## TASK PROMPT
The answer should contain only the lines running from the line with "Mark the tree" to the end of the material, reproduced verbatim.

## SOURCE MATERIAL
=== Begin Enclosure ===
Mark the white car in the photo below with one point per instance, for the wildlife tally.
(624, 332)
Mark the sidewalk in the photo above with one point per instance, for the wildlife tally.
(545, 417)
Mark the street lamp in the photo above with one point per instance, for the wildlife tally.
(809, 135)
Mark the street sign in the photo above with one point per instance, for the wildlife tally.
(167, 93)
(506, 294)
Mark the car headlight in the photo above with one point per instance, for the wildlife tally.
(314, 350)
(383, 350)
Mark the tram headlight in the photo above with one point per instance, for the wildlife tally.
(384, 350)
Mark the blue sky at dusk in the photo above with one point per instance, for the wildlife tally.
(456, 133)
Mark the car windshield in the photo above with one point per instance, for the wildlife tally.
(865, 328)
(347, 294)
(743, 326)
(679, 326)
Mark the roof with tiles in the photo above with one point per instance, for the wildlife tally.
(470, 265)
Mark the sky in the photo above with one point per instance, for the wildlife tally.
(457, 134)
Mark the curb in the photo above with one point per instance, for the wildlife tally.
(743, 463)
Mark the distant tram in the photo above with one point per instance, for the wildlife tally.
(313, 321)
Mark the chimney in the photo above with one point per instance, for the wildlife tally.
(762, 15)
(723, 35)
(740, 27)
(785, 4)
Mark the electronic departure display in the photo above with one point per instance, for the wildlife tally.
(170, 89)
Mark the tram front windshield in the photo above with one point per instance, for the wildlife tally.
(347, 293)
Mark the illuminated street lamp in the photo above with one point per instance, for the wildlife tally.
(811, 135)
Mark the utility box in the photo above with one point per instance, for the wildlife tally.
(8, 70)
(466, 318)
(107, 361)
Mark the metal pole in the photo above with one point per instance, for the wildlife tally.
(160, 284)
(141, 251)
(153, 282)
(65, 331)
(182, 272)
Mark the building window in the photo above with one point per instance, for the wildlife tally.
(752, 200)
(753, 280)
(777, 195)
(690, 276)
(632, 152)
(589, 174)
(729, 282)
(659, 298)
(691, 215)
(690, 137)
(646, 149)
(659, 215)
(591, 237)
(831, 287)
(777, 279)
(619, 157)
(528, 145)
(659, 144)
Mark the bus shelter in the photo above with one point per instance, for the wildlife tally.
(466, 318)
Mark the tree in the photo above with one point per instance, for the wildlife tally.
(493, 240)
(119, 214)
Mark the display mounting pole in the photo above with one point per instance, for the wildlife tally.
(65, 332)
=== End Enclosure ===
## RESPONSE BELOW
Mark the tree in the photo above with one point per instance, for the wildlife tally.
(493, 240)
(119, 214)
Mark the display mounting pole in the photo above with one point per instance, for the wildlife tally.
(65, 332)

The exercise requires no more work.